**Extract provided:**
-=-=-=-=-

On November 10, 2010, the Company secured a senior credit facility of up to $65 million from a banking group led by Comerica Bank that includes Bank of the West and U.S. Bank. The credit facility, which will mature on November 10, 2015, includes a $20 million term loan, a $25 million revolving credit line and a $20 million acquisition line.  Interest rates under the new credit agreement are at either LIBOR plus a range of 175 to 275 basis points, or at Comerica Bank's prime rate plus a range of 75 to 175 basis points.  Commitment fees on the revolving credit line and acquisition line are 25 basis points and 35 basis points, respectively.

On June 27, 2011, the Company completed a $14 million private placement of debt and equity with Mill Road Capital L.P. ("Mill Road"). Of the $14 million, $7 million is an interest-bearing, five-year subordinated note. The fair value of the $7 million in debt was estimated to be $5,960,000 as of June 27, 2011.

Long-term debt as of January 31, 2012 and 2011 consisted of the following:

   
January 31, 2012
  
January 31, 2011
 
Revolving credit line (a)
 $5,000,000  $10,023,000 
Term loan (b)
  17,150,000   20,000,000 
Acquistition credit line (c)
  16,251,000   8,215,000 
Mill Road debt (d)
  6,337,000   - 
Secured and other notes payable (e)

-=-=-=-=-

**Excerpts from point annotation entries:**
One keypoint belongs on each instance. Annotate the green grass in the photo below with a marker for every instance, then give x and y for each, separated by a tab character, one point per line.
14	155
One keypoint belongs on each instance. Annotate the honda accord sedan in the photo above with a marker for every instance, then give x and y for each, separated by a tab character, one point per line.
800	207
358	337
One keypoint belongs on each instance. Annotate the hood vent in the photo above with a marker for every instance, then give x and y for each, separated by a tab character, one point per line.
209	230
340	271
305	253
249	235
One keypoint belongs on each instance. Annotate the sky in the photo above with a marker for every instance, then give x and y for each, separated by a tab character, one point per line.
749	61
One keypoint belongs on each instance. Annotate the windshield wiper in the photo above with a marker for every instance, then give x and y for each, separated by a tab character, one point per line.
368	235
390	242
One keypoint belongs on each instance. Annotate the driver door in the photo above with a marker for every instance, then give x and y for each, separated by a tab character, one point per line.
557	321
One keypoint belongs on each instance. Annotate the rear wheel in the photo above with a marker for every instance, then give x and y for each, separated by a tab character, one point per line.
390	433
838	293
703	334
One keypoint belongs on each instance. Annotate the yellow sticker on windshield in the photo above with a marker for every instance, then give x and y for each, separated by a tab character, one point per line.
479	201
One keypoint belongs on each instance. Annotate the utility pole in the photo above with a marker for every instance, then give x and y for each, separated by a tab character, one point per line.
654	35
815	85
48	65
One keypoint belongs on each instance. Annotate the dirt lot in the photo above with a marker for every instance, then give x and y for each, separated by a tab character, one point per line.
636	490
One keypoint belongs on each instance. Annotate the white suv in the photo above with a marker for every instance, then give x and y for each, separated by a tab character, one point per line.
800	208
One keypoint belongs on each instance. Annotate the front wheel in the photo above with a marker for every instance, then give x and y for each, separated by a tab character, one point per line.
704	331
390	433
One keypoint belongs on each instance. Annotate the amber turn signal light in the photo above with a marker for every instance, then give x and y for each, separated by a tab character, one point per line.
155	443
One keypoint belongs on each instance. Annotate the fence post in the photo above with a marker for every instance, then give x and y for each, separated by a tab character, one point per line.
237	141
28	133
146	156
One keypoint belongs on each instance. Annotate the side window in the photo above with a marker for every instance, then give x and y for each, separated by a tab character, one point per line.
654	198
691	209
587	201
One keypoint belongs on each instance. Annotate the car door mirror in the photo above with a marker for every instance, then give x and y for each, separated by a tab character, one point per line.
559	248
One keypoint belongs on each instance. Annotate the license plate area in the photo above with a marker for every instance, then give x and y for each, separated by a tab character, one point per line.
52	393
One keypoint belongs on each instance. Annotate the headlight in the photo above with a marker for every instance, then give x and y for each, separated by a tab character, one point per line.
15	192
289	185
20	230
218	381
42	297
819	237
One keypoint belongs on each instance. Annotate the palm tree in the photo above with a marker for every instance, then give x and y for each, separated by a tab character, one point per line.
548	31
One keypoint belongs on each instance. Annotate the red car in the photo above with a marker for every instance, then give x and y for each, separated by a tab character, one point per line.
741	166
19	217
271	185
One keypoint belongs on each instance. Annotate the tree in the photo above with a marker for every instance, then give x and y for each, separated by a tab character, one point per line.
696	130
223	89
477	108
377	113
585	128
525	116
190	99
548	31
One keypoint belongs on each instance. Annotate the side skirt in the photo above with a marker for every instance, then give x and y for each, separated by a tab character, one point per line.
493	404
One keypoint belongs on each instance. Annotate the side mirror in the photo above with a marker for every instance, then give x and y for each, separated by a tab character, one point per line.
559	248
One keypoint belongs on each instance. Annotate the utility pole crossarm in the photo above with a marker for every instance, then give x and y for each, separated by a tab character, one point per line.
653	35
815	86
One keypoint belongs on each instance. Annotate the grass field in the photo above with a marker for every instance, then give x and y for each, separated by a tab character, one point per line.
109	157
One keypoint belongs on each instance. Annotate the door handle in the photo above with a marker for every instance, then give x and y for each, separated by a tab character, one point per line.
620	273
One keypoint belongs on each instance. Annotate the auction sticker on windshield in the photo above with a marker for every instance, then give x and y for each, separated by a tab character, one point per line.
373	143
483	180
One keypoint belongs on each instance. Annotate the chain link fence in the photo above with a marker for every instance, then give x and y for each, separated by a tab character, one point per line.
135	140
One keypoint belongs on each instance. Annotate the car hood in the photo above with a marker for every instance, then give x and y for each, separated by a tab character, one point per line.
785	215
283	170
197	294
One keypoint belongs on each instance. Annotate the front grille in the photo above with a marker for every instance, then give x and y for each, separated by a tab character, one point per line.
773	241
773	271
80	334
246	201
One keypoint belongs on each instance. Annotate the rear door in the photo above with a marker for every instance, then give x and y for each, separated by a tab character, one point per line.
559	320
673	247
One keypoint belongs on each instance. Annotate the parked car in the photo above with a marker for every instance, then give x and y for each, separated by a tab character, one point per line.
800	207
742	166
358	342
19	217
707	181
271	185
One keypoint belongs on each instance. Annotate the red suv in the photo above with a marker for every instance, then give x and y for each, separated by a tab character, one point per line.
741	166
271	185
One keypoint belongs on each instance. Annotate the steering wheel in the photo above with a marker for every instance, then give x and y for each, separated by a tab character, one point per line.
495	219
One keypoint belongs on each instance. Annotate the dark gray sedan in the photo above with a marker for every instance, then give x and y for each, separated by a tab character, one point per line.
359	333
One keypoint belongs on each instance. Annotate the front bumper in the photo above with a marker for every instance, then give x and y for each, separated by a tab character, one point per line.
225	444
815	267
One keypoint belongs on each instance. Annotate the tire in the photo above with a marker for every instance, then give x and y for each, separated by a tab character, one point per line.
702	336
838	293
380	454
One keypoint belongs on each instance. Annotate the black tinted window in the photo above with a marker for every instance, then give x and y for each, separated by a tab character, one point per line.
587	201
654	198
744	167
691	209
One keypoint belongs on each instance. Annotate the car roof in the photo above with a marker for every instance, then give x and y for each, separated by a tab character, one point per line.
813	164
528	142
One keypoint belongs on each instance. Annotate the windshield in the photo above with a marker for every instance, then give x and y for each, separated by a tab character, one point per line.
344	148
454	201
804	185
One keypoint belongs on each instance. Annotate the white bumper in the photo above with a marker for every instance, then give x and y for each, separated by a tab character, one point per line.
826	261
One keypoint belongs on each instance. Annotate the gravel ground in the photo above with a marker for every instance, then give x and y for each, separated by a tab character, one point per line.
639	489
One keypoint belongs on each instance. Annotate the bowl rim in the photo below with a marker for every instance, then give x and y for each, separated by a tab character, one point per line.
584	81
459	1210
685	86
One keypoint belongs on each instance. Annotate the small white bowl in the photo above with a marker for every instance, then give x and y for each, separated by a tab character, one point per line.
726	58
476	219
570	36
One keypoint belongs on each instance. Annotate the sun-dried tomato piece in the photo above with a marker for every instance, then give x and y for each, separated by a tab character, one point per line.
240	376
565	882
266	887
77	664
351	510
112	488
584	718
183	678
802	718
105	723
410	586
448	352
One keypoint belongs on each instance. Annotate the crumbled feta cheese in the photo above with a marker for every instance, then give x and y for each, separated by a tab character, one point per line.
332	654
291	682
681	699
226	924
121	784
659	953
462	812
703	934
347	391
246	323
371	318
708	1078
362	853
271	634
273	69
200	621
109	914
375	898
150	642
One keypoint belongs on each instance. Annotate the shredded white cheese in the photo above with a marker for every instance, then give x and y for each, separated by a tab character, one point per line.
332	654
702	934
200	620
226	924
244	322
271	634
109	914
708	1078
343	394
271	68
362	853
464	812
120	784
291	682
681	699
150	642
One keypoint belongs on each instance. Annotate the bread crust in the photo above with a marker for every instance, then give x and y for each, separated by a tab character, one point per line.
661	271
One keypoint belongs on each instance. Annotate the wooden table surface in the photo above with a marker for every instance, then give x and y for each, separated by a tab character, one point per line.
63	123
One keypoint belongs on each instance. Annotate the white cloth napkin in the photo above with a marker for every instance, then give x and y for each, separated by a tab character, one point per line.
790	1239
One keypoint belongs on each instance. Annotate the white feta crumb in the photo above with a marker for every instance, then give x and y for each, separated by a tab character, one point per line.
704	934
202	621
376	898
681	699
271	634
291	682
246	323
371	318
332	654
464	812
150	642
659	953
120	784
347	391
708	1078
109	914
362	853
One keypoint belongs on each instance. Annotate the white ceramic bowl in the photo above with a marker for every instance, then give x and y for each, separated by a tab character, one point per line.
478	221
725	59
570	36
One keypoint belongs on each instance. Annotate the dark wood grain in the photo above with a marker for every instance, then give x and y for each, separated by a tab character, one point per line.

-=-=-=-=-

Please state the date on which the credit facility described in the debt disclosure will mature.

November 10, 2015